*** Opening of ENTRIES SHOWN ***

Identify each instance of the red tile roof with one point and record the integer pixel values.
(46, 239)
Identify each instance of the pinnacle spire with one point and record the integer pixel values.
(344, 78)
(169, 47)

*** Close of ENTRIES SHOWN ***

All of the entries above are to be written out again exactly.

Identify each instance of the red tile roof with one point and record the integer pixel values.
(46, 239)
Identify each instance of the pinnacle spire with one point and record the integer pixel values.
(344, 78)
(169, 47)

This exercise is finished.